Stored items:

_ _ _ _ _ _ _

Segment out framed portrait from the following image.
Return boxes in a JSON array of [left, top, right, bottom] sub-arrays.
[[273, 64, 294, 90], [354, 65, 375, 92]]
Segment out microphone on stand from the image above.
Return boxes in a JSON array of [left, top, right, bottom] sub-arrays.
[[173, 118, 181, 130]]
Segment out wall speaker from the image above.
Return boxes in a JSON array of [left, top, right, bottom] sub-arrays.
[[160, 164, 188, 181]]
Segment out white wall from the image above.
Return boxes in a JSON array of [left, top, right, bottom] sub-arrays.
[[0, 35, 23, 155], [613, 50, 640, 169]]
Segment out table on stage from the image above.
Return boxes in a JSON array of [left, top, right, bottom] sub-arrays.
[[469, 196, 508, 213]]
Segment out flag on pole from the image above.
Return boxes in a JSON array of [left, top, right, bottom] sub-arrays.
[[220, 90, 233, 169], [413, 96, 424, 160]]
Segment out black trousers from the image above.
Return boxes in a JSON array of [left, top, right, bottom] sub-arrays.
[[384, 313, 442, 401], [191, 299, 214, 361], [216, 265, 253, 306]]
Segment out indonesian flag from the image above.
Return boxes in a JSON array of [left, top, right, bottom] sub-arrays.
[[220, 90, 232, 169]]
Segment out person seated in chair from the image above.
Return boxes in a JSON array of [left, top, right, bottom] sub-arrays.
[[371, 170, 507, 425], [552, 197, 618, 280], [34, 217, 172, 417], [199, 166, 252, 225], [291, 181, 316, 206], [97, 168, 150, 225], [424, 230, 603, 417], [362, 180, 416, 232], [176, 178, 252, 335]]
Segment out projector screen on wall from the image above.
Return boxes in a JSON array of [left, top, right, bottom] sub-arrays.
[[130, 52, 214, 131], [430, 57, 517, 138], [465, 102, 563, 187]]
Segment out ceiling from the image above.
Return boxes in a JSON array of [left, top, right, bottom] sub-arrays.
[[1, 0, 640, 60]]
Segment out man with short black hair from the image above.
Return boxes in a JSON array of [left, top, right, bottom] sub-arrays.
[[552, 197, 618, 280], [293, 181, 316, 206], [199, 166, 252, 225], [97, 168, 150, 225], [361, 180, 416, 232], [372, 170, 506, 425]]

_ _ _ _ _ _ _

Transcribe the entries above word for word, from the first line through the line containing "Segment out man", and nothing else.

Segment out framed portrait from the following image.
Return boxes in a JSON array of [left, top, right, bottom] sub-arrays.
[[273, 64, 294, 90], [354, 65, 375, 92]]
Segment out microphone on stand from the image above.
Return boxes in a JSON array of [left, top, right, bottom] sub-arrays.
[[173, 118, 181, 130]]
Segment out wall speaker from the image above.
Return boxes in a JSON array of [left, top, right, bottom] sub-arrays.
[[160, 164, 188, 181]]
Segment out white wall from the image above.
Return boxes in a JSON array of [left, top, right, bottom] sub-arrays.
[[0, 35, 23, 155], [613, 50, 640, 169]]
Segment out table on stage from the image above.
Return boxes in a JSON array of [left, top, right, bottom] sub-arrays.
[[469, 196, 508, 213]]
Segment out flag on pole from the image above.
Return boxes in a JSON array of [left, top, right, bottom] sub-arrays.
[[220, 90, 233, 169], [413, 96, 424, 160]]
Segment out black trousers from the image above.
Return boxes in a JSON array of [left, top, right, bottom] sub-arrays.
[[384, 313, 442, 401], [191, 299, 214, 361], [216, 265, 253, 306]]
Segment out indonesian flag from the image above.
Return boxes in a JSON array of [left, top, right, bottom] sub-arrays.
[[220, 90, 232, 169]]
Segment out person seated in chair from the image above.
Return boxes in a JSON array of [left, top, right, bottom] sub-arrays.
[[371, 170, 507, 425], [552, 197, 618, 280], [34, 217, 172, 417], [199, 166, 252, 225], [291, 181, 316, 206], [97, 168, 150, 225], [424, 230, 603, 417], [362, 180, 416, 232], [176, 178, 252, 335]]
Segment out projector screen on wall from the image above.
Return boxes in a JSON array of [left, top, right, bottom] sub-arrays.
[[130, 52, 214, 131], [430, 57, 517, 138], [465, 102, 563, 187]]
Segment out ceiling from the image above.
Return boxes in a JSON array of [left, top, right, bottom] sub-arrays.
[[1, 0, 640, 60]]
Segment out man with short black hair from the image above.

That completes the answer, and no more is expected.